Basic Rules for Selling to Jewelers


Basic Rules for Selling to Jewelers

Well there are a lot of ways on selling to local jewelers. If you think you are ready. Here are some basic rules for selling.

  • Dress correctly. This depends on your area, here in Tucson it usually means a nice pair of dress shorts, shirt and shoes. Arizona is very hot and casual, but a suit and tie maybe needed depending on where you live. Shaved and bathed sound obvious, but you would be surprised at what I have seen. Brush your teeth. No garlic and onions at lunch.
  • Target your jewelers (customers). It is a good idea to take a look at their store and see if faceted stones are something that they even use. Do not try to sell to them at this time, unless it just happens to come up. If they do not sell faceted stones, do not be discouraged, maybe they do not have a supplier or are interested, but have just not started to carry them yet. I would still talk to them (after calling), just be aware that it may not be their thing and a good prospect for you.
□ □ □ □
What is asked:
1 > In the guide on selling to jewelers, translate this sentence into Spanish: "It is a good idea to take a look at their store and see if faceted stones are something that they even use."
2 > According to the guide on selling to jewelers, what does dressing correctly usually mean in Tucson?
3 > Pick up the guide on selling to jewelers after its final sentence and add the next few rules in the same voice.

Information provided:
□ □ □ □
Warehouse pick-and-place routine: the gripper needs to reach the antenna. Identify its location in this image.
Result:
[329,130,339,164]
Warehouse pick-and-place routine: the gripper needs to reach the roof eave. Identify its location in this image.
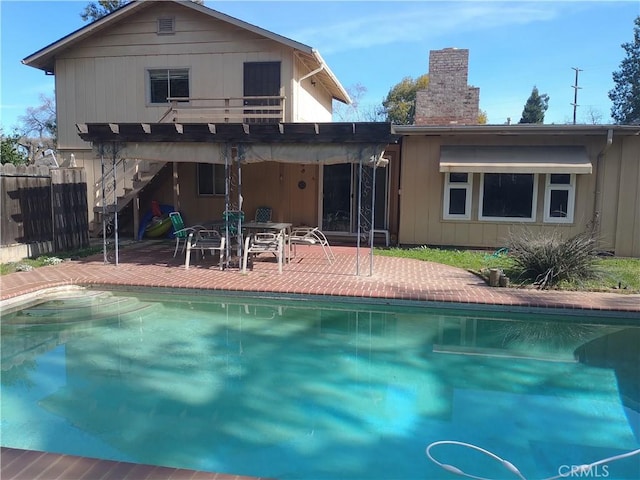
□ □ □ □
Results by task:
1 > Es buena idea echar un vistazo a su tienda y ver si las piedras facetadas son algo que siquiera usan.

2 > It usually means a nice pair of dress shorts, a shirt, and shoes.

3 >
  • Call first. It is usually a good idea to call the jewelers that you want to try to sell to, after deciding on your most likely prospects. Do not be pushy, just say that you are a local gemstone cutter (a lot of them will not know what a faceter is…) in their area and that you would like to show them some stones at their convenience. You want to make an appointment with them if possible, be prepared to arrange your schedule. You do not want to argue when is the best time. The best time is when they want to see you. By calling first you will not only be expected, but you will be able to talk to the person that actually makes the buying decisions. Also, you will not be just dropping in on them when they are busy and not too happy about being interrupted.
  • If you are going to cold call (not call first). Keep a few things in mind. You are taking pot luck as far as catching the person that can actually buy. If you do catch them they maybe busy and not want to talk. Try to cold call at times during the day and week when the jeweler might have a break. Do not interrupt lunch, it is always a hard time in any retail shop. Late and early in the day is usually a busy time. I find that late in the day especially, people just want to go home. Early they are just getting to what they did not get done yesterday, or fixing problems, either way it is not a good time for a sales call. Usually middle morning, before lunch is best, the middle of the week is better too. Mondays, people are trying to catch up, Friday they are thinking about the weekend.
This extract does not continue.